● THE EXERCISE
Could you recast every line of the items below as a numbered list, skipping any blank lines? Leave the pictures out of your answer.

● MATERIAL TO PROCESS
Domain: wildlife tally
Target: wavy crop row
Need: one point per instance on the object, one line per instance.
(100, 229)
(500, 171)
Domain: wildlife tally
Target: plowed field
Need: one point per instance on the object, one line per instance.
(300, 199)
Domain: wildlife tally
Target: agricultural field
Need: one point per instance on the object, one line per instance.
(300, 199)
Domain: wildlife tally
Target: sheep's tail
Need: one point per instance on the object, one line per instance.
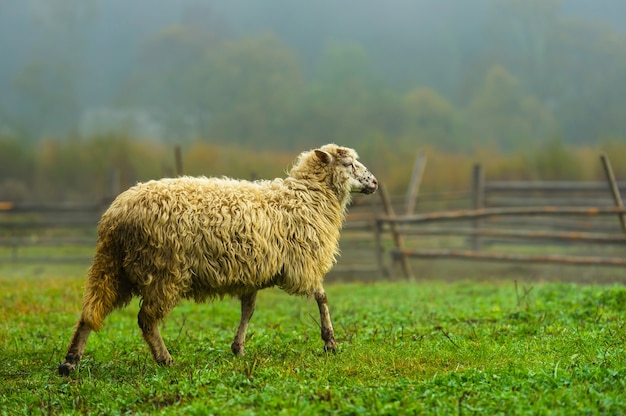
(103, 287)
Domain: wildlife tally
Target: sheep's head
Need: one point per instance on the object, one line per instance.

● OUTPUT
1. Domain: wildlife tally
2. Target: wavy crop row
3. Need: one point per instance on the object, one line per instance.
4. (100, 229)
5. (500, 171)
6. Domain: wildlife tally
7. Target: plowed field
8. Need: one point per instance on the object, one line per instance.
9. (300, 199)
10. Domain: wildlife tally
11. Target: agricultural field
12. Need: one point per instance on the object, one line per instance.
13. (300, 199)
14. Domain: wildlife tally
15. Target: sheep's tail
16. Need: one point per instance on the object, one line per instance.
17. (103, 287)
18. Domain: wildlife tally
19. Target: sheep's head
20. Need: one point per instance on the object, one line per instance.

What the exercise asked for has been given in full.